◆ Documento fuente ◆
──────

El Universal/27 de enero de 2009
El mundo rico y poderoso que llega a Davos es el mismo que luce como un lugar ominoso e incierto. Cada día las predicciones para la economía global son más desoladoras. No sabemos qué tan profunda o larga será la recesión; lo que sí sabemos es que habrá mucho sufrimiento.
Pero cada crisis es también una oportunidad. Si tenemos el valor de aprender la lección de los últimos 18 meses y llevarla a la práctica más allá de la esfera económica, podemos establecer nuevas bases para reformar nuestro mundo en uno mejor.
Las raíces de esta crisis van más allá de la esperanza fallida en la supremacía financiera y de la desidia sobre las advertencias de riesgo que existían. Las conexiones entre economías han revelado aquello que estaba claro pero no era entendido por completo: la autorregulación. Se han realizado interminables pláticas sobre globalización, pero está claro que ha faltado reconocer qué significa para nosotros.
Ahora hemos aprendido resueltamente que no hay país, no importa qué tan poderoso o próspero sea, que pueda controlar las fuerzas globalizadoras por sí solo. La falta de procesos incluyentes y de las instituciones necesarias para manejar los riesgos y asegurar a todos el incremento de beneficios también ha sido descubierta.
La actual crisis nos ha permitido una cooperación internacional sin precedentes. Se han coordinado acciones para proteger al sistema financiero del colapso, para tratar de estimular la economía global y para encontrar nuevas reglas y estructuras que eviten que el desastre se repita. Pero mientras el G-20 es un foro más legítimo que el G-8, no consigue dar voz a los pobres y excluidos. Después de todo, ellos son los más afectados por las decisiones tomadas.
La verdadera lección del año pasado es la urgente necesidad de construir y extender esta visión multilateral. Eso significa aceptar que el rico poderoso no puede dominar el mundo.
Significa también reconocer que la única y efectiva solución a los retos que enfrentamos será aquélla que nos brinde seguridad, oportunidad y en la que todos tengamos cabida. Justicia y equidad no pueden ser postergadas nunca más. No puede garantizarse la estabilidad, seguridad y prosperidad de nadie a menos que nos esforcemos en aniquilar la despreciable desigualdad de riqueza, oportunidades e influencia en nuestro mundo.
Lo que se necesita es un cambio fundamental de pensamiento. Las soluciones a la crisis financiera deben ver más allá del impacto en los mercados, las instituciones financieras y los países desarrollados. Éstas deben enfocarse también en los empleos, los ingresos familiares y el efecto de la desaceleración en los países más pobres. Las fuerzas del mercado son el mecanismo para el crecimiento económico, pero éstas necesitan estar bien reguladas para asegurar la justicia y la igualdad de oportunidades para todos.

──────

◆ Entradas ◆
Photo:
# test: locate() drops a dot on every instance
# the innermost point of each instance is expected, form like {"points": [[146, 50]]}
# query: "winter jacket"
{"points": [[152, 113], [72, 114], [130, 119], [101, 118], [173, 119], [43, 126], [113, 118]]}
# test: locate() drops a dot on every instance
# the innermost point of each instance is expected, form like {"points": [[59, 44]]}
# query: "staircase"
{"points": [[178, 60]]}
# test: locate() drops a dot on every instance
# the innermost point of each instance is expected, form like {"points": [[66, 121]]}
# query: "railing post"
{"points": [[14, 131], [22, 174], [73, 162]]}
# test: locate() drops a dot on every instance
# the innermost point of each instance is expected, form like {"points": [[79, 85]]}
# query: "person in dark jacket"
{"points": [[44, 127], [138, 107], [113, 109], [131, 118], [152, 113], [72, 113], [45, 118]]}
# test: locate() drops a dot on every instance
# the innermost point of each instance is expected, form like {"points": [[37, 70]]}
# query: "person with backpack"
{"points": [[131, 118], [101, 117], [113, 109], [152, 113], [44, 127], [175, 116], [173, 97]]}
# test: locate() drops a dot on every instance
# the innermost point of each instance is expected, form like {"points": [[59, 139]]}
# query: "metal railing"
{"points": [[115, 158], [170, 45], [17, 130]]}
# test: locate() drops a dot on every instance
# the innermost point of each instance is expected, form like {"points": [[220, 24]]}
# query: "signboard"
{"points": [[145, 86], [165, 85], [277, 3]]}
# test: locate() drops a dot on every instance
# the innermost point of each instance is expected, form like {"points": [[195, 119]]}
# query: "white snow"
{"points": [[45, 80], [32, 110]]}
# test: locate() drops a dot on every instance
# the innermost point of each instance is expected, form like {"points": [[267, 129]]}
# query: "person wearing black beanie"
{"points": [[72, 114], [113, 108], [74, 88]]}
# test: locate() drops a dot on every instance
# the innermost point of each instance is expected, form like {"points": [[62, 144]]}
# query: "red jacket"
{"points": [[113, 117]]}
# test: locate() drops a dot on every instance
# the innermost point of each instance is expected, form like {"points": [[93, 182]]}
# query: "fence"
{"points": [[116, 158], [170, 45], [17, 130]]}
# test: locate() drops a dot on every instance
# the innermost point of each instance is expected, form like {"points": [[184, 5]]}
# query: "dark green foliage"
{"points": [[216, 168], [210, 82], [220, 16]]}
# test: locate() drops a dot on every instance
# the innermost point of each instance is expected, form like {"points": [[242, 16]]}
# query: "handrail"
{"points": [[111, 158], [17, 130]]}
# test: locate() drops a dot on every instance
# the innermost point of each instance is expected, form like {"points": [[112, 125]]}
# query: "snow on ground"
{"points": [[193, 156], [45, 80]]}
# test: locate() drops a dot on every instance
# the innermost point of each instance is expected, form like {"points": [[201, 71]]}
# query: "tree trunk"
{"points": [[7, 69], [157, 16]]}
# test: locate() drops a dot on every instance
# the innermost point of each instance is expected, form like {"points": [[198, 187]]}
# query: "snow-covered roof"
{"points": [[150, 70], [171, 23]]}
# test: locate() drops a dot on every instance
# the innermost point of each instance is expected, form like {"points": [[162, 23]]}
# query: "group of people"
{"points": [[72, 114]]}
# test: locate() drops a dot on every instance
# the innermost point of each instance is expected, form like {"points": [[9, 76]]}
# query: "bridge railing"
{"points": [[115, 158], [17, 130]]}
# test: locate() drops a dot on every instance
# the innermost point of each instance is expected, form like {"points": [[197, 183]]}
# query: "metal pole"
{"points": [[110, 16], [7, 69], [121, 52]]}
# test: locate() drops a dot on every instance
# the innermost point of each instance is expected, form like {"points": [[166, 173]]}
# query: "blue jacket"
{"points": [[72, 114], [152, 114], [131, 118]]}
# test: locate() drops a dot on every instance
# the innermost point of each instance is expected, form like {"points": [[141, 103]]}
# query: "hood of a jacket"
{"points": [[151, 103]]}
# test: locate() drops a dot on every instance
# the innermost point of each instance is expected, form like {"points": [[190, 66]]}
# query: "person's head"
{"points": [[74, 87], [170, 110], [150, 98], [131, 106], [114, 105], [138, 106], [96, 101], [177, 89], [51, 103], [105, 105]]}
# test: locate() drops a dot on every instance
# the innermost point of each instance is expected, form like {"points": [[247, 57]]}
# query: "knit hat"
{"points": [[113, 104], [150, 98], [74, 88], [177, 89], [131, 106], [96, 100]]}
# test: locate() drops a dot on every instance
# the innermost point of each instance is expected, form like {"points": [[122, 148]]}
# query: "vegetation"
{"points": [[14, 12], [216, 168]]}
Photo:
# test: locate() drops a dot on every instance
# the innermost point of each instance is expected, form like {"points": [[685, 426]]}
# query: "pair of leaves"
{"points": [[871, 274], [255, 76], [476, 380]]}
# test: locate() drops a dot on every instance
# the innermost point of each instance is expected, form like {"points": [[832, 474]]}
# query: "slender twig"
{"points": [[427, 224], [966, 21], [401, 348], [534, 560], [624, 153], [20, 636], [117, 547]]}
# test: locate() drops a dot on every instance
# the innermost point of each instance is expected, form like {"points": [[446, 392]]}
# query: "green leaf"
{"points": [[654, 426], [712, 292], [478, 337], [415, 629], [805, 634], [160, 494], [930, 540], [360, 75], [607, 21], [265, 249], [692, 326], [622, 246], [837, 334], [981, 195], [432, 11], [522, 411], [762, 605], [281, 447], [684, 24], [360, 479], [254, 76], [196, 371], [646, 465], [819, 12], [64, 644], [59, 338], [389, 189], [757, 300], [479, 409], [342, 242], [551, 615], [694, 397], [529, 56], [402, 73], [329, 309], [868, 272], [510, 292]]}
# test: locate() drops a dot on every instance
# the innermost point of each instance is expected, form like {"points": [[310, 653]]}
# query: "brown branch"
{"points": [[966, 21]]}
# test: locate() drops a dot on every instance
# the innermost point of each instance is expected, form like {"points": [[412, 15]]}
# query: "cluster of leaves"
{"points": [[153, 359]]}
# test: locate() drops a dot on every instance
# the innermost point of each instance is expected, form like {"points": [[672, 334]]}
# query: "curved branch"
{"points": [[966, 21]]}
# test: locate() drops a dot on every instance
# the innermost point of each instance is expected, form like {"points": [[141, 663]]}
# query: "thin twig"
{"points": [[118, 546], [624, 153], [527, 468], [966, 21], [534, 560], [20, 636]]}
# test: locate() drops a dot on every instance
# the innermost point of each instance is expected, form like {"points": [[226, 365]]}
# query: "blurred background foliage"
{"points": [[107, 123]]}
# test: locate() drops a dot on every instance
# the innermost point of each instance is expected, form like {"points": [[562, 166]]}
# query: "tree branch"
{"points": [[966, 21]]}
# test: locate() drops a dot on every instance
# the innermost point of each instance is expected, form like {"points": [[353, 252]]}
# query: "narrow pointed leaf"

──────

Enumera las acciones que, según el artículo sobre la crisis económica, se han coordinado en el marco de la cooperación internacional.

◆ Respuesta ◆
- Proteger al sistema financiero del colapso.
- Tratar de estimular la economía global.
- Encontrar nuevas reglas y estructuras que eviten que el desastre se repita.